WHAT TO DO:
**A.** In the scraping code, what timeout value is passed to requests.get?
**B.** Reproduce the scraping code from "# Read each" to "Czech (linguatools) website.", with every character unchanged.

# start of TEXT SHOWN

In [1]:
import requests
from bs4 import BeautifulSoup
from typing import Dict, Any, List
import time
import json

# Read each page of linguatools

In [23]:
def safe_extract(element, default=''):
    return element.text.strip() if element else default

def scrape_linguatools_translation(url: str) -> Dict[str, Any]:
    """
    Scrapes an article from the Tibetan English Czech (linguatools) website.

    Args:
    url (str): The URL of the linguatools to scrape.

    Returns:
    Dict[str, Any]: A dictionary containing the scraped information and status details.
    """
    headers = {
        'User-Agent': 'Mozilla/5.0 (Windows NT 10.0; Win64; x64) AppleWebKit/537.36 (KHTML, like Gecko) Chrome/91.0.4472.124 Safari/537.36'
    }
    
    each_data_empty = {
        "English": {
                'Word': "",
                'POS': "",
                'Sentence': ""
            },
            "Tibetan": {
                'Word': "",
                'phonetic': "",
                'Sentence': ""
            },
            "czech": {
                'Word': "",
                'Sentence': ""
            },
            "meta_data": {
                "Comment": "",
                "Source": ""
            },
            "Message": ""
    }
    
    final_response = {
        "data": "",
        "Message": "Success",
        "Response": 200
    }
    
    
    try:
        response = requests.get(url, headers=headers, timeout=120)
        response.raise_for_status()
        All_soup = BeautifulSoup(response.content, 'html.parser')
        
        # Extract body
        Table_body = All_soup.find('tbody', id='entries')
        if Table_body:
            all_table_rows = Table_body.find_all("tr")
            try:
                All_data = {}
                index = 0
                for soup in all_table_rows:
                    try:
                        each_data = {
                            "English": {
                                'Word': safe_extract(soup.find('b')),
                                'POS': safe_extract(soup.find('span', class_='text-muted').find('small') if soup.find('span', class_='text-muted') else None),
                                'Sentence': safe_extract(soup.find_all('small')[1] if len(soup.find_all('small')) > 1 else None)
                            },
                            "Tibetan": {
                                'Word': safe_extract(soup.find('span', style='font-size:120%;').find('b') if soup.find('span', style='font-size:120%;') else None),
                                'phonetic': safe_extract(soup.find_all('span', class_='text-muted')[1].find('small') if len(soup.find_all('span', class_='text-muted')) > 1 else None).strip('[]'),
                                'Sentence': safe_extract(soup.find_all('span', style='font-size:120%;')[1] if len(soup.find_all('span', style='font-size:120%;')) > 1 else None)

# end of TEXT SHOWN
# start of DATA EXTRACT

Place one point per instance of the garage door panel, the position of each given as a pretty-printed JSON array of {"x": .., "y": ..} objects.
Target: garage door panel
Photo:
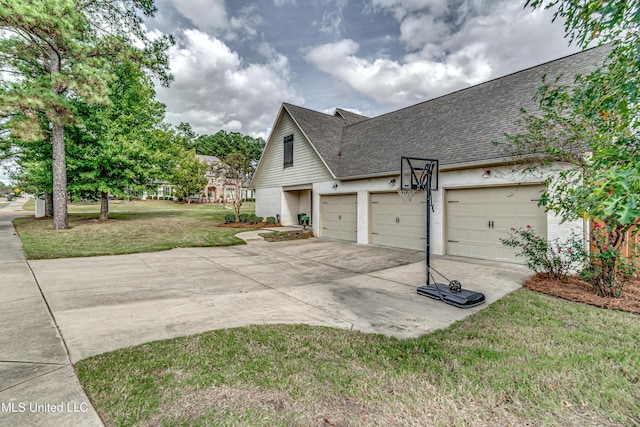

# end of DATA EXTRACT

PER-TASK OUTPUTS:
**A.** 120

**B.**
# Read each page of linguatools

In [23]:
def safe_extract(element, default=''):
    return element.text.strip() if element else default

def scrape_linguatools_translation(url: str) -> Dict[str, Any]:
    """
    Scrapes an article from the Tibetan English Czech (linguatools) website.